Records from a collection

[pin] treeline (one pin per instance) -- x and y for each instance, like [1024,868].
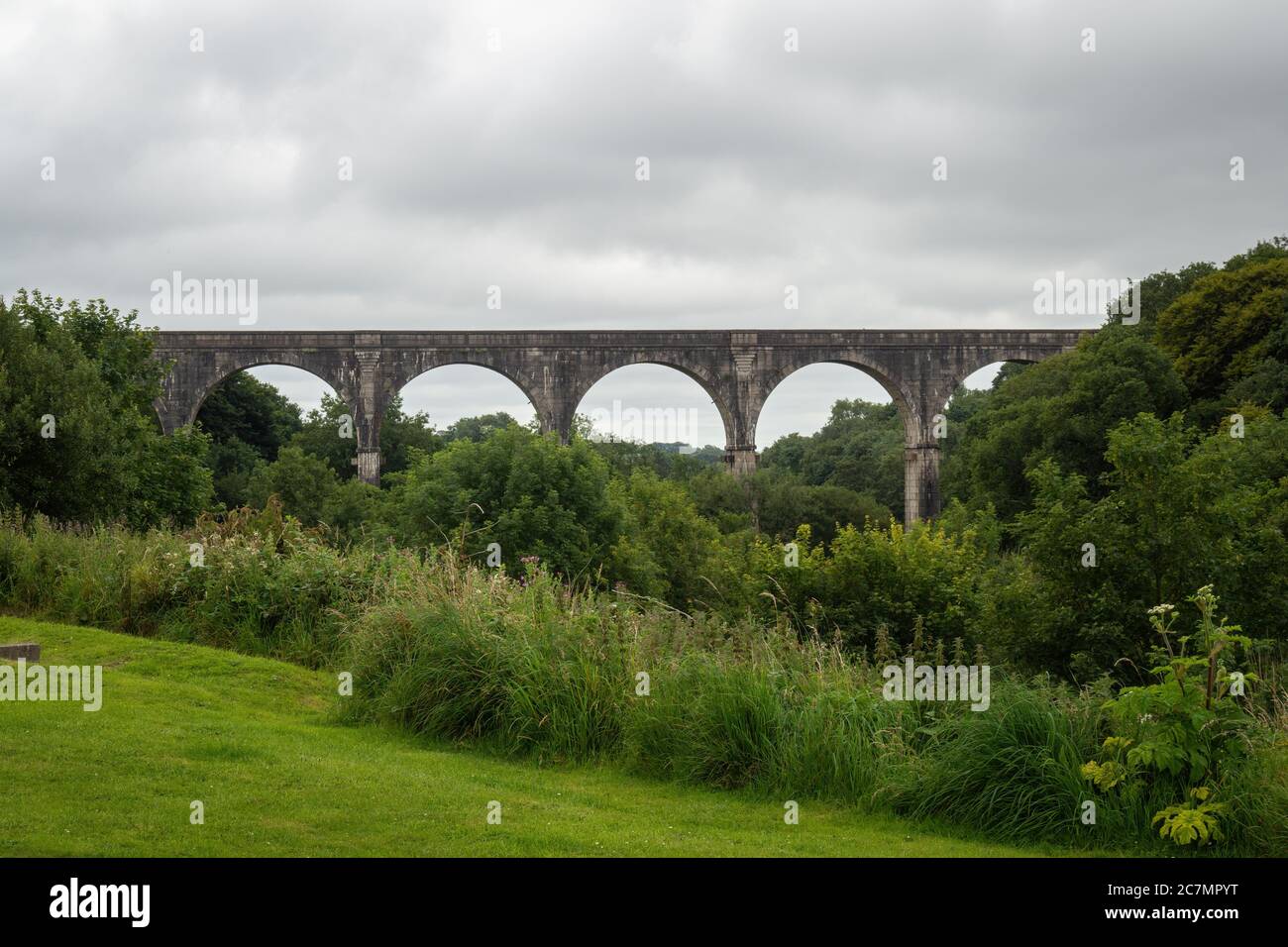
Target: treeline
[1083,489]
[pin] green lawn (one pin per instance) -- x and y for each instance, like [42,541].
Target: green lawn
[254,741]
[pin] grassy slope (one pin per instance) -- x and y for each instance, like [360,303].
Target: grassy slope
[253,740]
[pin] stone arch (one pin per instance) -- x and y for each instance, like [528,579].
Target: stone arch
[706,377]
[404,377]
[900,393]
[192,379]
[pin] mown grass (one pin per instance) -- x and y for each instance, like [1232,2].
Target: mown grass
[256,741]
[535,671]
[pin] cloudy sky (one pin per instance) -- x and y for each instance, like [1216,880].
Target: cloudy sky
[497,144]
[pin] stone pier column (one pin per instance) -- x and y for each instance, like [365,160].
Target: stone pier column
[369,412]
[921,497]
[741,459]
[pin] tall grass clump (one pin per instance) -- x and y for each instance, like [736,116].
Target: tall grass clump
[533,668]
[1014,768]
[481,659]
[254,581]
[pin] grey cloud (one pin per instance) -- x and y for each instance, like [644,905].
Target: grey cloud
[516,167]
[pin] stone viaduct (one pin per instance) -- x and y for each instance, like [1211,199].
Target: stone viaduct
[555,368]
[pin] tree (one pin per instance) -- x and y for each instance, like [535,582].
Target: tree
[1231,333]
[523,491]
[303,482]
[248,421]
[666,545]
[327,433]
[861,449]
[1061,410]
[78,440]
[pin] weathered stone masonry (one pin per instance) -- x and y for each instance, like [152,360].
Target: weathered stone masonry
[555,368]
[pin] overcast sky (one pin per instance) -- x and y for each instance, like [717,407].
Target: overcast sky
[496,144]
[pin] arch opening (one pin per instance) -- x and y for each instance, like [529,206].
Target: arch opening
[655,403]
[254,412]
[464,398]
[836,424]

**THE TASK**
Scan the lines above for "Target: grey cloud" and for "[pin] arch opening". Repeat exactly the line holding each of them and every line in between.

**RESPONSE AREA**
Target: grey cloud
[516,167]
[pin] stone viaduct (one pin per instance) -- x and y for each instance, like [1211,199].
Target: stone viaduct
[555,368]
[pin] tree (one pin per instance) -- x and y for each instance, like [535,582].
Target: tree
[1231,333]
[523,491]
[303,482]
[248,421]
[666,545]
[327,433]
[861,449]
[1061,410]
[78,440]
[pin] weathered stone masonry (one pin per instance) -- x and y for each instance, like [152,360].
Target: weathered stone masonry
[555,368]
[pin] overcast sky (one pin per instance) -- x and y for each instance, like [717,407].
Target: overcast sky
[496,144]
[pin] arch opening (one pin per instance) -- x and y for each instance, like [529,206].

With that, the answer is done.